(Problem to work on): Continue the text on the sea-mat Flustra from the point where it stops.

**** Text section ****

Fig. 1.
Flustra foliacea. A, natural size; B′, portion magnified in B; B, magnified 30 diameters.
a, avicularium; o, ovicell.
[‘The Cambridge Natural History.’]
The brown horny fronds, which vary in width, branch upwards from a narrow flat stem attached at its base to stones and shells. Both surfaces of the fronds show a fine network pattern formed by the edges of little oblong boxes or cells termed zoœcia,[[10]] arranged in longitudinal parallel rows and forming a double layer back to back. The cells are broad and rounded above, narrow and truncate below, and each is roofed in by a transparent membrane with a semicircular lid or operculum situated near the upper end; four short stout spines spring from the margin in this neighbourhood. When the surface of a living frond is examined in sea-water, here and there a bundle of tentacles may be observed pushing up a lid, slowly emerging and expanding into a bell-shaped coronet; on the least alarm the tentacles are rapidly withdrawn into the cell and the lid shut. The flexible protrusible region of the cell is termed the tentacle sheath. The relation of the cell to the tentacle sheath (Figs. 2, 3) may be roughly compared to a glove finger, stiff below, but flexible at the end, and surmounted by a crown of bristles; on pulling down the glove-finger tip, the tentacles will also be drawn in, and will lie in a sheath formed by the invaginated portion of glove finger. The lid which closes over the tentacle sheath is only found in the Sub-order Chilostomata to which Flustra belongs. The area of the tentacle sheath whence the tentacles arise is termed the lophophore.[[11]]
Figs. 2, 3, diagrams representing polypide in cell. Fig. 2, tentacle-sheath protruded. Fig. 3, ditto, retracted; a, tentacles; b, tentacle-sheath; c, mouth; d, gullet; e, stomach; f, vent; g, retractor muscle; h, funiculus; l, ovary; k, testis; l, lid or operculum; nerve ganglion is between mouth and vent. Fig. 4, polypide extracted from cell; d, pharynx; e, stomach; f, anus (after Van Beneden). Fig. 5, section (partly diagrammatic) of frond of Flustra, showing cells back to back.
The mouth is situated in the centre of the lophophore, surrounded by the circle of tentacles; and the latter, by the action of their cilia, set up currents which convey food to the mouth.
The mouth leads into a pharynx and gullet, the latter opening into a stomach, whence the intestine ascends to terminate in the vent opening below and outside the circle of tentacles; the intestines, in fact, form a U-shaped tube (Figs. 4, 5) suspended in the body-cavity in the interior of the cell. A cord, the funiculus, passes from the stomach to the base of the body-cavity. A small nerve ganglion is situated within the upper part of the loop of intestine.

**** Stored data ****

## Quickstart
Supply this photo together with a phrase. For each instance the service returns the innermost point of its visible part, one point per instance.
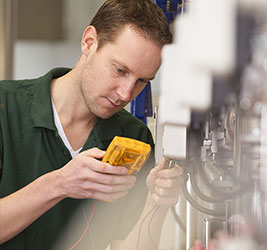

****

(Response to the task):
The tentacles, intestines, and other organs constitute the “polypide,” the cell being simply the protective house formed by the latter.
The body-cavity, which contains fluid, is in direct communication with the interior of the tentacles, which are hollow, and which act as respiratory organs by bringing the fluids of the body-cavity in proximity to the water. In Flustra the body-cavities of the cells are shut off from each other, but pores and sieves in the partition walls allow of the junction of the inner linings of these cavities. The male and female reproductive elements are formed in the body-cavity. The egg develops in a helmet-shaped brood-pouch, the ovicell, situated at the summit of the cell and almost immersed in the cell above. The ciliated embryo swims about for a few hours and settles down to form the first polypide and cell; from the latter there arise buds which remain attached, and produce other buds, till a colony like that of Flustra results.
Among the ordinary cells are certain smaller cells (Fig. 1, a) slightly raised above the general level, different in shape from the ordinary kind and with thicker lids. These peculiar cells are termed avicularia, and chiefly contain muscles for opening and shutting the lid. They arise by modification of the ordinary cells, whereby all the organs of the polypide have become atrophied except the muscles. The Polyzoa[[12]] were so named by Vaughan Thompson, who, in 1820, discovered that certain plant-like animals, which had previously been classed with the zoophytes, possessed a much higher organisation, in that the intestine was separate from the body-cavity and not continuous with it as in Sea-Firs, Sea-Anemones, and Corals. In 1834, Ehrenberg named the group Bryozoa[[13]] or Moss Animals.
With the exception of one genus (Loxosoma), all Polyzoa form colonies, which arise by the continual budding of the cells, the buds remaining attached to the parent cells. The colonies vary endlessly in form and habit, occurring as crusts on rocks, etc., masses, broad fronds, branching tree-like growths, bushy tufts, etc.